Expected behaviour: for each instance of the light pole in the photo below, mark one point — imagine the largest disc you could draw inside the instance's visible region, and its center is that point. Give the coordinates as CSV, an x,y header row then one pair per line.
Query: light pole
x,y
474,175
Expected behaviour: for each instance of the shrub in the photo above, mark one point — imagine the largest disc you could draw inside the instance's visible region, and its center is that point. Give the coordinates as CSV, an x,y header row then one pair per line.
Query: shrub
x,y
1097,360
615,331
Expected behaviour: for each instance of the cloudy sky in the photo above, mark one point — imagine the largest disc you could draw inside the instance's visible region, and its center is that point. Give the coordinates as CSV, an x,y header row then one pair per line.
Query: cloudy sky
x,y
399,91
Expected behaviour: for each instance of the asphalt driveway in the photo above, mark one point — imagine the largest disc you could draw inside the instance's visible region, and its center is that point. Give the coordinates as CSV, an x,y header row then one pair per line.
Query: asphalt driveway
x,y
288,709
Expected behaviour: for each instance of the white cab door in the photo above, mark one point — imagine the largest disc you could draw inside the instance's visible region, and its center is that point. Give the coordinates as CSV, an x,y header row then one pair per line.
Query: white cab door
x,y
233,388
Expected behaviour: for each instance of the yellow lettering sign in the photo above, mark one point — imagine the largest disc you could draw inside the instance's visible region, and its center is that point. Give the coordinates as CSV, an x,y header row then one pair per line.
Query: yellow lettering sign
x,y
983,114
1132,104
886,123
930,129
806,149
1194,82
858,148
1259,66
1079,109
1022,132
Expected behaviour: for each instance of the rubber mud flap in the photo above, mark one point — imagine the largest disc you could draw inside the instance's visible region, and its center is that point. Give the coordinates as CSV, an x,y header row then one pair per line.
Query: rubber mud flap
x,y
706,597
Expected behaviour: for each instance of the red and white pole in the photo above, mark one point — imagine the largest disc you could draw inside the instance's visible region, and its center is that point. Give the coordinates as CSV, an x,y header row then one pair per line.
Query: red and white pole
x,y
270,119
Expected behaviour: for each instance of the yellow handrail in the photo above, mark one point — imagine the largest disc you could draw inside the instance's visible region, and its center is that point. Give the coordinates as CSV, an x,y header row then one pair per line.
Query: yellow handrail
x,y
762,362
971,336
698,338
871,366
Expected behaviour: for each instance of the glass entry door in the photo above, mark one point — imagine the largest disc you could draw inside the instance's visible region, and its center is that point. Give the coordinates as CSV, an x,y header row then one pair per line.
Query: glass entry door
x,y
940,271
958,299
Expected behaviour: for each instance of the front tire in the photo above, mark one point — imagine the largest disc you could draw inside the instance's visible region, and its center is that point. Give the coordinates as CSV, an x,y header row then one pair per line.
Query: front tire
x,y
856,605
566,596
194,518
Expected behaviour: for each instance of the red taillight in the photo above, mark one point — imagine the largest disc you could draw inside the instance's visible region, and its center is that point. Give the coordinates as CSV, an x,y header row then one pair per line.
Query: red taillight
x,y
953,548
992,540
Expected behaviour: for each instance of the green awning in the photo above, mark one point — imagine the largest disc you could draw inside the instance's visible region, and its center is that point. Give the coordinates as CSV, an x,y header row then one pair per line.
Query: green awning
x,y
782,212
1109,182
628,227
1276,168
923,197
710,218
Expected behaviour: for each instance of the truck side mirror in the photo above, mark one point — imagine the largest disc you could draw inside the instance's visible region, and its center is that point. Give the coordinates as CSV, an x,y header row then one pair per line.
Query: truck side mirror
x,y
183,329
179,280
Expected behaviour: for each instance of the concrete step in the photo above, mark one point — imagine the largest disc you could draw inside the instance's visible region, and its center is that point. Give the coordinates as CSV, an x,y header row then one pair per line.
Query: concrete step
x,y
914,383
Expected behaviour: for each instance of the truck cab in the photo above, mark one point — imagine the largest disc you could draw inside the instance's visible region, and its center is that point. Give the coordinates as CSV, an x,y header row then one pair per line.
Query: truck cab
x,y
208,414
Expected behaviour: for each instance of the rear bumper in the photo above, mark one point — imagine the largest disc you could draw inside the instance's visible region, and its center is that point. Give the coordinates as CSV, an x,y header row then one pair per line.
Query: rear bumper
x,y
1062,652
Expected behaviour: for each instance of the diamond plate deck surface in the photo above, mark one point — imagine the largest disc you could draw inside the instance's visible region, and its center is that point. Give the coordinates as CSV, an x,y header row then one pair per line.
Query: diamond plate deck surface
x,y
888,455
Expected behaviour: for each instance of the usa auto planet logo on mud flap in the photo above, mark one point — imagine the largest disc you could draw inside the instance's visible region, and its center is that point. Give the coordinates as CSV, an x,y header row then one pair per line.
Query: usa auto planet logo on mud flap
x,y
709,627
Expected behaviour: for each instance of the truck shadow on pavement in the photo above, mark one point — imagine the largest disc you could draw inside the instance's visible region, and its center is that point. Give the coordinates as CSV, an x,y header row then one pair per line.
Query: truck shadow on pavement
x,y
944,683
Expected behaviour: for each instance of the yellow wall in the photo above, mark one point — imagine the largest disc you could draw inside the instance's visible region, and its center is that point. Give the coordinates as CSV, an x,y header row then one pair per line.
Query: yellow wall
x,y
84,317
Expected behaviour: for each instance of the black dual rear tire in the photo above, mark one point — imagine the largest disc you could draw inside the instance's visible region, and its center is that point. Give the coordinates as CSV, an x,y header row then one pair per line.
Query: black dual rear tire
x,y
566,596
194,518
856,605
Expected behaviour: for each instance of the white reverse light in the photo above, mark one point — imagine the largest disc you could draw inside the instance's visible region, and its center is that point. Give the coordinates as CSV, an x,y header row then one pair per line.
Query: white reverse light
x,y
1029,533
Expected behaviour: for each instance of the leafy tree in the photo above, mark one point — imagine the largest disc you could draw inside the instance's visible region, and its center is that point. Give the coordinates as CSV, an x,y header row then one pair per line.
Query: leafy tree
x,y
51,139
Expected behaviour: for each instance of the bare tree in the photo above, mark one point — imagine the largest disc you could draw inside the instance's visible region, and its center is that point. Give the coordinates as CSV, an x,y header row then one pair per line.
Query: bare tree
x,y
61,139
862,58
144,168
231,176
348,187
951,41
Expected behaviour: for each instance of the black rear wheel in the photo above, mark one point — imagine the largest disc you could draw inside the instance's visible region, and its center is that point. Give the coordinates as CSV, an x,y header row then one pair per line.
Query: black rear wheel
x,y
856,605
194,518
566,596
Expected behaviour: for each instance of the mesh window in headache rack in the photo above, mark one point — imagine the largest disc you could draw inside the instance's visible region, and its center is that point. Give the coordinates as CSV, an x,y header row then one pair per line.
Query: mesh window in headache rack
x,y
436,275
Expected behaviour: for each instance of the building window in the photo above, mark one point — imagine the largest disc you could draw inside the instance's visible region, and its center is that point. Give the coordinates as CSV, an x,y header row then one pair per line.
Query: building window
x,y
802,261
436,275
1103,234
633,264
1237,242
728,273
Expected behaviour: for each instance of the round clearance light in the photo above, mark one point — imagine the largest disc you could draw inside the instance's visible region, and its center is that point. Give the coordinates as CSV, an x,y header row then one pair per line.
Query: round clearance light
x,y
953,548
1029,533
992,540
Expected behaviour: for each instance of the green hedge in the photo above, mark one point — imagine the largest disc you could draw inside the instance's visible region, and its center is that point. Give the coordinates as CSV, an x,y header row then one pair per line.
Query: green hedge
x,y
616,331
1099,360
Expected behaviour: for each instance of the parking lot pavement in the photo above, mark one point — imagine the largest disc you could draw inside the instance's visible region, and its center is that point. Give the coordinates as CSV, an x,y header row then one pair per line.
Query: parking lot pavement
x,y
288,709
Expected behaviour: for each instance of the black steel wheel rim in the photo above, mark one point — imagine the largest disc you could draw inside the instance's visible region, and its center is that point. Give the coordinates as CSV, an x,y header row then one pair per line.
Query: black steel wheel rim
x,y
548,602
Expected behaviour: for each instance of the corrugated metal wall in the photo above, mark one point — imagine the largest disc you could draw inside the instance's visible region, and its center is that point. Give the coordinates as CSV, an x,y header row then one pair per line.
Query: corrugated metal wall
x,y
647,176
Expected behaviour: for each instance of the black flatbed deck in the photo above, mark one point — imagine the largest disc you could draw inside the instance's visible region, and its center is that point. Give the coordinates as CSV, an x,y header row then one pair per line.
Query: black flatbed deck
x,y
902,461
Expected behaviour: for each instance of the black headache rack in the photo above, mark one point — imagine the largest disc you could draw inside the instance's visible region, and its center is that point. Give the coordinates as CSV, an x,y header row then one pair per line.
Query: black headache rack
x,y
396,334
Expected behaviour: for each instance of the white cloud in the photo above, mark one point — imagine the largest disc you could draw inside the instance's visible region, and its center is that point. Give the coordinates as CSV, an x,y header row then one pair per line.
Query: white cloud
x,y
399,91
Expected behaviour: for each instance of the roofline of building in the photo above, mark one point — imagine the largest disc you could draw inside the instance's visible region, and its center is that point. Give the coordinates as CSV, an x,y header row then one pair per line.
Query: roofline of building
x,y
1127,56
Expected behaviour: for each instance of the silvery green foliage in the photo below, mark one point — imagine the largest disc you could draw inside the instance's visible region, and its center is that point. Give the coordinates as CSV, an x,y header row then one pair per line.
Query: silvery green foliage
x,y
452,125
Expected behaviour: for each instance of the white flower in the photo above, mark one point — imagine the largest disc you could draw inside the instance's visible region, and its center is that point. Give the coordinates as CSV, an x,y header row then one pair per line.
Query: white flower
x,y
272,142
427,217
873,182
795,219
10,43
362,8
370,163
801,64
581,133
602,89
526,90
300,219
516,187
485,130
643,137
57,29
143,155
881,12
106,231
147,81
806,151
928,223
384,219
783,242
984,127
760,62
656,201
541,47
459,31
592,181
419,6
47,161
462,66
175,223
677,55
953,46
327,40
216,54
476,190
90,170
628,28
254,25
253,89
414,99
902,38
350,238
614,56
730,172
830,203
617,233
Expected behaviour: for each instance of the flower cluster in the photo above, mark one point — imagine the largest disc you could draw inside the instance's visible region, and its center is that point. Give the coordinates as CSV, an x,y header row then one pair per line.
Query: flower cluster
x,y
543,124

________________

▶ _Task statement_
From the line holding "Expected behaviour: for each instance of the flower" to the last line of the records, quote each line exactly and add nothing.

▶ _Problem solution_
Expected behaviour: for each instance of the flower cluster in the photo above, mark one point — imagine the largest disc you could draw inside the instance's visible region, and its center is that point. Give the coordinates as CSV, an x,y header row then one pair per line.
Query: flower cluster
x,y
543,124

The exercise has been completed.